> **AIM**: Convert the records below into a Markdown table with the columns Row and Line, giving each line its own numbered row and leaving out blank lines.

— start of RECORDED DATA —

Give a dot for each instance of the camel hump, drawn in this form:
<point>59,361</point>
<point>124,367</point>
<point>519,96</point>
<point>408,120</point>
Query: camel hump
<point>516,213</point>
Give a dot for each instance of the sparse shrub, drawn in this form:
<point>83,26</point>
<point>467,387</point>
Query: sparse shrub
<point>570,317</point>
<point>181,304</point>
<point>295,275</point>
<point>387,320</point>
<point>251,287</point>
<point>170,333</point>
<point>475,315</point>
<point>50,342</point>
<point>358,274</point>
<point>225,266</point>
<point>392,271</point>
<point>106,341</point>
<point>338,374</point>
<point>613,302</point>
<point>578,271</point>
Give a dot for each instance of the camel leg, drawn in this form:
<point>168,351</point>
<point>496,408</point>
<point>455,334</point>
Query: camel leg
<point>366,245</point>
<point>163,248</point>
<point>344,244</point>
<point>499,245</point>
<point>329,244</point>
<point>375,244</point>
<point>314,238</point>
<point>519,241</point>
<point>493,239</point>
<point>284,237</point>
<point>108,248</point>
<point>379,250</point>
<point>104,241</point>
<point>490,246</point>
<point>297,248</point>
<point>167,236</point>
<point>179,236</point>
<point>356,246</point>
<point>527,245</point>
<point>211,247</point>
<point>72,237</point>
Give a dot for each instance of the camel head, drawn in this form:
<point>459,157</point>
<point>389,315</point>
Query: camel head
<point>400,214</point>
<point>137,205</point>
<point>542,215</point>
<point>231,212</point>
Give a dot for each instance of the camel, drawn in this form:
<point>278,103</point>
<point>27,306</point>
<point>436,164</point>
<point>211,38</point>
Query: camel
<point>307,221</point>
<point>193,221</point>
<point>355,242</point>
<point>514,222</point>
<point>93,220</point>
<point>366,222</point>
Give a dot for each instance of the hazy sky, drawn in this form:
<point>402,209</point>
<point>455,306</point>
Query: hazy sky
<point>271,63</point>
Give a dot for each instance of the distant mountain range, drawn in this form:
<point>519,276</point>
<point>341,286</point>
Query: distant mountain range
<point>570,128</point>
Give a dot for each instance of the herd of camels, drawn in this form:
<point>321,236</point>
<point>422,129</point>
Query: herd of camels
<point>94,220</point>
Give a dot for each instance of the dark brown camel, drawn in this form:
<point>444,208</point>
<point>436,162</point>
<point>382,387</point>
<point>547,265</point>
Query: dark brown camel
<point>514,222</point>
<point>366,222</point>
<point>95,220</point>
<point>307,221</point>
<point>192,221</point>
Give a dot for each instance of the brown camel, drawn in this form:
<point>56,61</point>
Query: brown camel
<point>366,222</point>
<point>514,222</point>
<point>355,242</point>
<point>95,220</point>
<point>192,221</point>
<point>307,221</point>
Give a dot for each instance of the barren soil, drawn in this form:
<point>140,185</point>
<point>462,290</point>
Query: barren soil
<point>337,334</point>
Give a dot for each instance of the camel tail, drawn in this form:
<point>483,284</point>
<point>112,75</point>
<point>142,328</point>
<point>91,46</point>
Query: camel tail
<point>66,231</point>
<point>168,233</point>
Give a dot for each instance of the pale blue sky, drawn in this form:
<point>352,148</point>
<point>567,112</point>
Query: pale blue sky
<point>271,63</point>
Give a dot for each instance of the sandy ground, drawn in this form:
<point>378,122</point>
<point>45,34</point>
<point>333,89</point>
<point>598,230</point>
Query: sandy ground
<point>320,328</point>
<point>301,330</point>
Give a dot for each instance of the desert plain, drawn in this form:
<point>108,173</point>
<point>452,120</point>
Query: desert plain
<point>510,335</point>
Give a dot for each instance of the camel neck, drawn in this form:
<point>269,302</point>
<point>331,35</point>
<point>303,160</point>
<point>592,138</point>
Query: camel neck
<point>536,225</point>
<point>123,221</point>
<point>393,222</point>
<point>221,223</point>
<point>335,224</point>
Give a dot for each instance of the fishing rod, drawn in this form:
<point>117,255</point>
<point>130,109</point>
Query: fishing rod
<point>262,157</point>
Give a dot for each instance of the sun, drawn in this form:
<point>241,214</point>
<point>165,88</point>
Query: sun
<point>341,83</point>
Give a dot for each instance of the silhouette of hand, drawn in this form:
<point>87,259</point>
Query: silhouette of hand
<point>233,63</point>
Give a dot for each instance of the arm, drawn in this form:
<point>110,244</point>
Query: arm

— end of RECORDED DATA —

> **OUTPUT OF THE EXERCISE**:
| Row | Line |
|---|---|
| 1 | Give a dot for each instance of the camel hump, drawn in this form: |
| 2 | <point>59,361</point> |
| 3 | <point>124,367</point> |
| 4 | <point>519,96</point> |
| 5 | <point>408,120</point> |
| 6 | Query: camel hump |
| 7 | <point>516,213</point> |
| 8 | Give a dot for each instance of the sparse shrub, drawn in this form: |
| 9 | <point>83,26</point> |
| 10 | <point>467,387</point> |
| 11 | Query: sparse shrub |
| 12 | <point>570,317</point> |
| 13 | <point>181,304</point> |
| 14 | <point>295,275</point> |
| 15 | <point>387,320</point> |
| 16 | <point>251,287</point> |
| 17 | <point>170,333</point> |
| 18 | <point>475,315</point> |
| 19 | <point>50,342</point> |
| 20 | <point>358,274</point> |
| 21 | <point>225,266</point> |
| 22 | <point>392,271</point> |
| 23 | <point>106,341</point> |
| 24 | <point>338,374</point> |
| 25 | <point>613,302</point> |
| 26 | <point>578,271</point> |
| 27 | Give a dot for each instance of the camel leg, drawn in this form: |
| 28 | <point>168,351</point> |
| 29 | <point>496,408</point> |
| 30 | <point>455,334</point> |
| 31 | Query: camel leg |
| 32 | <point>366,245</point> |
| 33 | <point>163,248</point> |
| 34 | <point>344,244</point> |
| 35 | <point>499,245</point> |
| 36 | <point>329,244</point> |
| 37 | <point>375,244</point> |
| 38 | <point>314,238</point> |
| 39 | <point>519,241</point> |
| 40 | <point>493,239</point> |
| 41 | <point>284,237</point> |
| 42 | <point>108,248</point> |
| 43 | <point>379,250</point> |
| 44 | <point>104,241</point> |
| 45 | <point>490,246</point> |
| 46 | <point>297,248</point> |
| 47 | <point>167,236</point> |
| 48 | <point>179,236</point> |
| 49 | <point>356,246</point> |
| 50 | <point>527,245</point> |
| 51 | <point>211,247</point> |
| 52 | <point>72,237</point> |
| 53 | Give a dot for each instance of the camel head, drawn in this form: |
| 54 | <point>459,157</point> |
| 55 | <point>389,315</point> |
| 56 | Query: camel head |
| 57 | <point>400,214</point> |
| 58 | <point>137,205</point> |
| 59 | <point>542,215</point> |
| 60 | <point>231,212</point> |
| 61 | Give a dot for each instance of the camel, drawn in this form: |
| 62 | <point>278,103</point> |
| 63 | <point>27,306</point> |
| 64 | <point>436,164</point> |
| 65 | <point>211,38</point> |
| 66 | Query: camel |
| 67 | <point>307,221</point> |
| 68 | <point>193,221</point> |
| 69 | <point>355,242</point> |
| 70 | <point>514,222</point> |
| 71 | <point>93,220</point> |
| 72 | <point>366,222</point> |
| 73 | Give a dot for each instance of the hazy sky, drawn in this form: |
| 74 | <point>402,209</point> |
| 75 | <point>455,306</point> |
| 76 | Query: hazy sky |
| 77 | <point>271,63</point> |
| 78 | Give a dot for each instance of the distant mountain range, drawn in this form: |
| 79 | <point>519,276</point> |
| 80 | <point>341,286</point> |
| 81 | Query: distant mountain range |
| 82 | <point>570,128</point> |
| 83 | Give a dot for each instance of the herd of camels, drawn in this form: |
| 84 | <point>321,236</point> |
| 85 | <point>422,129</point> |
| 86 | Query: herd of camels |
| 87 | <point>94,220</point> |
| 88 | Give a dot for each instance of the dark brown camel, drawn in this form: |
| 89 | <point>444,208</point> |
| 90 | <point>436,162</point> |
| 91 | <point>382,387</point> |
| 92 | <point>547,265</point> |
| 93 | Query: dark brown camel |
| 94 | <point>514,222</point> |
| 95 | <point>366,222</point> |
| 96 | <point>95,220</point> |
| 97 | <point>307,221</point> |
| 98 | <point>192,221</point> |
| 99 | Give a dot for each instance of the brown camel, drawn in this form: |
| 100 | <point>56,61</point> |
| 101 | Query: brown camel |
| 102 | <point>366,222</point> |
| 103 | <point>514,222</point> |
| 104 | <point>355,242</point> |
| 105 | <point>95,220</point> |
| 106 | <point>192,221</point> |
| 107 | <point>307,221</point> |
| 108 | Give a dot for each instance of the barren soil, drawn in this form: |
| 109 | <point>140,185</point> |
| 110 | <point>462,290</point> |
| 111 | Query: barren soil |
| 112 | <point>337,334</point> |
| 113 | Give a dot for each instance of the camel tail, drawn in this form: |
| 114 | <point>483,284</point> |
| 115 | <point>112,75</point> |
| 116 | <point>142,328</point> |
| 117 | <point>91,46</point> |
| 118 | Query: camel tail |
| 119 | <point>66,231</point> |
| 120 | <point>168,233</point> |
| 121 | Give a dot for each instance of the pale blue sky, drawn in this form: |
| 122 | <point>352,148</point> |
| 123 | <point>567,112</point> |
| 124 | Query: pale blue sky |
| 125 | <point>271,63</point> |
| 126 | Give a dot for each instance of the sandy ground, drawn in this form: |
| 127 | <point>378,122</point> |
| 128 | <point>45,34</point> |
| 129 | <point>333,89</point> |
| 130 | <point>598,230</point> |
| 131 | Query: sandy ground |
| 132 | <point>320,328</point> |
| 133 | <point>301,330</point> |
| 134 | Give a dot for each instance of the desert plain, drawn in this form: |
| 135 | <point>108,173</point> |
| 136 | <point>452,120</point> |
| 137 | Query: desert plain |
| 138 | <point>510,335</point> |
| 139 | Give a dot for each instance of the camel neck, drawn in this form: |
| 140 | <point>269,302</point> |
| 141 | <point>331,35</point> |
| 142 | <point>303,160</point> |
| 143 | <point>592,138</point> |
| 144 | Query: camel neck |
| 145 | <point>536,225</point> |
| 146 | <point>123,221</point> |
| 147 | <point>393,222</point> |
| 148 | <point>221,223</point> |
| 149 | <point>335,224</point> |
| 150 | Give a dot for each instance of the fishing rod, drawn in this form: |
| 151 | <point>117,255</point> |
| 152 | <point>130,109</point> |
| 153 | Query: fishing rod |
| 154 | <point>262,157</point> |
| 155 | Give a dot for each instance of the sun, drawn in this form: |
| 156 | <point>241,214</point> |
| 157 | <point>165,88</point> |
| 158 | Query: sun |
| 159 | <point>341,83</point> |
| 160 | Give a dot for each instance of the silhouette of hand, drawn in this form: |
| 161 | <point>87,259</point> |
| 162 | Query: silhouette of hand |
| 163 | <point>233,63</point> |
| 164 | Give a dot for each instance of the arm, drawn in this form: |
| 165 | <point>110,244</point> |
| 166 | Query: arm |